WRITTEN REQUEST A: In the blog post about Pennsylvania, what kind of store was lit up but locked in the town with the graveyard?
WRITTEN REQUEST B: List every U.S. state that the blog post about Pennsylvania names.

PAGE:

This year the company's big annual meeting isn't taking place in August - and so I don't have to blow off everything in a race to prepare for the big annual meeting - so I can actually resume the Best Day & probably go to the beach a lot - if it is warm enough, (I believe in you 2016!) Anyhow the Ball Game & a young man's fancy turns to thoughts of summertime. Almost! It is almost.

I still get to go to Disneyland this month - a state of affairs that brings me like, shame. I tell my kiddo - I won't be around for a couple of days because of this work thing. "Oh, where are you going?" "Just disneyland." "without me?" "... School?" I feel like a jerk! And beyond that I'm taking her to our cousin's out-of-town wedding the weekend after in glorious Pennsylvania... Penn...Sylvania... PA isn't a good place, it's the worst place actually. You'll hear WVa or Mississippi given a hard time- but they are not Pennsylvania. I promise, it is a place for devils.

When I was young, and this is a story - I think I might have written about it here before - this happened to me and Littlemarauder - our friend, well my friend, her boyfriend BD - in fact - was living in NYC and I'd periodically go visit, and sometimes she'd team up and ride with me or what-have-you - she went way more frequently than I, but once in a while we'd team up and she'd go with me in my sweet-ass Jeep.

Just because of how I worked & the nature of either of our availability it wasn't that weird that I'd drive straight through the night - this was at a time, a splendid time in your nation's history where you could buy hardcore amphetamines at truck stops. In general rhetoric about america ever being more great that it is now falls on the deafest of all my ears, the ears that are painted onto my imaginary second head. Those are the ears I use to hear that kind of nonsense - But! There is a vital truth and that is that you used to just be able to get amphetamines when you needed them. So driving through the night was the chosen route - now, in PA this is a problem because the nothing-towns that comprise that benighted state shut down at like 6:30 sharp, closed & darkened nothing villages. This sucks if you need gas or amphetamines - which you are going to need.

So we are in some nowhere town with a tiny college comprised of one big building standing on top of a hill just outside of town (there are 10,000 towns like this in PA). I've come to this town from off the highway because signs indicate that it may have gas & there's some kind of store that seems to be open where I can get gasoline - it seems. So I'm heading for that - and it's closed, and lit up, and locked, and has an open sign and is locked & abandoned, and.

Behind the place- a circle-K - there's a graveyard, a big one - like a post-war one, with a lot of flat monuments with the retractable flower-pots. It's around 11, autumn, autumn night. The place is abandoned, but there are cars parked all up and down the street - empty cars, abandoned. or well, parked, but County-Fair style, where they're using up half the road in either direction so the two-lane macadam becomes a single lane down the middle - the town's hard to navigate the only light that's on is the locked up & empty but open Circle K and... and the firelight coming from the far, wooded end of the graveyard.

OBVIOUSLY I needed to check this shit out. So I park too, county fair style and then I start heading out. Or, no - no instead I have an 80 pound lady's hand-grip still etched into my bicep, Littlemarauder Would Not Have It. Tears even, and so much terror-clutching. The actual words elude me, but I remember a lot of screaming and pleading. To me, a tire iron is salutory to all fears to littlemarauder - escape is the only answer to mysterious dark & shutdown towns.

I didn't leave her alone in the car, I didn't drag her into weird satanism, I made good time and went to NYC instead.

I hate Pennsylvania.

I wonder if I'll find out what youngster Agatha is made of when crossing it. If we'll face midnight black masses in unnamed shutdown-towns. I wonder if I'd be more scared nowadays? Or if she'd be scared.

PROVIDED DATA:

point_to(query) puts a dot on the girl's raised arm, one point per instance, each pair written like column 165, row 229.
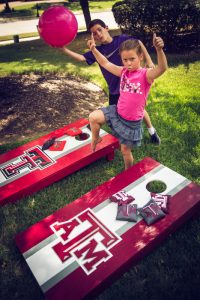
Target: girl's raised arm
column 102, row 60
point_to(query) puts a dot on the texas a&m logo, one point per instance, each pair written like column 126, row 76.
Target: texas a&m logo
column 85, row 239
column 32, row 159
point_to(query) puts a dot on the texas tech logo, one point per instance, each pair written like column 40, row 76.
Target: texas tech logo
column 86, row 239
column 31, row 160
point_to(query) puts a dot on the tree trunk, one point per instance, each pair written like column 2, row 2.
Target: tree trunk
column 86, row 11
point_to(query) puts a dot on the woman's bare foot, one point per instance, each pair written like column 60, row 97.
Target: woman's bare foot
column 95, row 142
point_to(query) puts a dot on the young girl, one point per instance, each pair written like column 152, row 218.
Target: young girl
column 125, row 119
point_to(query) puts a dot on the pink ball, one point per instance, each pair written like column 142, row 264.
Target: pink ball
column 57, row 26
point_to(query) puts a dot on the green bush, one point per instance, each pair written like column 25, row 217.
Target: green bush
column 176, row 21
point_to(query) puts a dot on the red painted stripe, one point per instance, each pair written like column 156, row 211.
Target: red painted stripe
column 27, row 239
column 137, row 242
column 38, row 179
column 19, row 151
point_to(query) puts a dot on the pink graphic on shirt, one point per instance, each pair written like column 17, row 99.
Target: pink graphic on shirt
column 131, row 87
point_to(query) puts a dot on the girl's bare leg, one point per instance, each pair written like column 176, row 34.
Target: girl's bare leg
column 127, row 156
column 147, row 119
column 96, row 119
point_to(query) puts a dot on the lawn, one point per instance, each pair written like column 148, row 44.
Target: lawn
column 172, row 270
column 30, row 9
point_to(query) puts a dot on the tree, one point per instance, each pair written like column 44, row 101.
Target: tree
column 86, row 11
column 176, row 21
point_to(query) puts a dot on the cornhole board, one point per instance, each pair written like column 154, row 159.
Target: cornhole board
column 28, row 168
column 81, row 248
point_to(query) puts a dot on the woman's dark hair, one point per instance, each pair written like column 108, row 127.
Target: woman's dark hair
column 129, row 45
column 95, row 22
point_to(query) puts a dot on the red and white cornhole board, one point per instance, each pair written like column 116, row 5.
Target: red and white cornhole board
column 28, row 168
column 76, row 251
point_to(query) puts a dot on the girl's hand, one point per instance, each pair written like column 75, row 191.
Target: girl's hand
column 157, row 42
column 91, row 43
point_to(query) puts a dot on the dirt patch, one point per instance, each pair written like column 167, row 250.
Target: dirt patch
column 36, row 104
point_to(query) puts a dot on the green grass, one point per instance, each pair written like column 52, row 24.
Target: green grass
column 21, row 36
column 172, row 270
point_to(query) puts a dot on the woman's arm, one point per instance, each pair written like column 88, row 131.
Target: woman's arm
column 162, row 60
column 102, row 60
column 76, row 56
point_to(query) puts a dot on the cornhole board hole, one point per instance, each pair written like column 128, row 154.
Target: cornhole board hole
column 28, row 168
column 81, row 248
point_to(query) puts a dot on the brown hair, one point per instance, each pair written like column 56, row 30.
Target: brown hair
column 129, row 45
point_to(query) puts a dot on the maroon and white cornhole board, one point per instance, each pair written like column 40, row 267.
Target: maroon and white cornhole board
column 80, row 248
column 28, row 168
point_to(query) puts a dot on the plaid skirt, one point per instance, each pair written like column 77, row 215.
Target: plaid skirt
column 128, row 132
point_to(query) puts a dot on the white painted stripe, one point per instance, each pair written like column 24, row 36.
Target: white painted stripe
column 71, row 145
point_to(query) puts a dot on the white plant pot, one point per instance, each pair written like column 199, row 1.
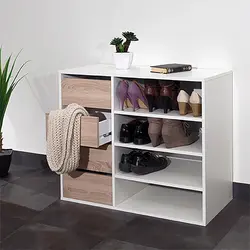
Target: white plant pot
column 123, row 60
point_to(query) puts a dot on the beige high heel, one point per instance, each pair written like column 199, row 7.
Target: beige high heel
column 195, row 102
column 183, row 102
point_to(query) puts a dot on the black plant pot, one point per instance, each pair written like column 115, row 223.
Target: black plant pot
column 5, row 161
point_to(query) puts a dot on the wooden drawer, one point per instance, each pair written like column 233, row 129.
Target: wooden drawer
column 97, row 159
column 87, row 92
column 94, row 133
column 88, row 187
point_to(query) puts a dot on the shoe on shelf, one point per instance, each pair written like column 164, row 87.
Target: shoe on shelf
column 122, row 92
column 136, row 94
column 141, row 136
column 152, row 93
column 127, row 160
column 154, row 131
column 195, row 102
column 186, row 102
column 177, row 133
column 127, row 131
column 148, row 163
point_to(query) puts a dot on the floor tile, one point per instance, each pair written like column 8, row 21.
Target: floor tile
column 25, row 197
column 3, row 182
column 43, row 182
column 44, row 237
column 120, row 245
column 102, row 222
column 238, row 237
column 33, row 237
column 81, row 218
column 13, row 217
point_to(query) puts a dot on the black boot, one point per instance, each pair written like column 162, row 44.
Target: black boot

EXERCISE OUTPUT A: A Circle K.

EXERCISE OUTPUT B: Pennsylvania, West Virginia (WVa), Mississippi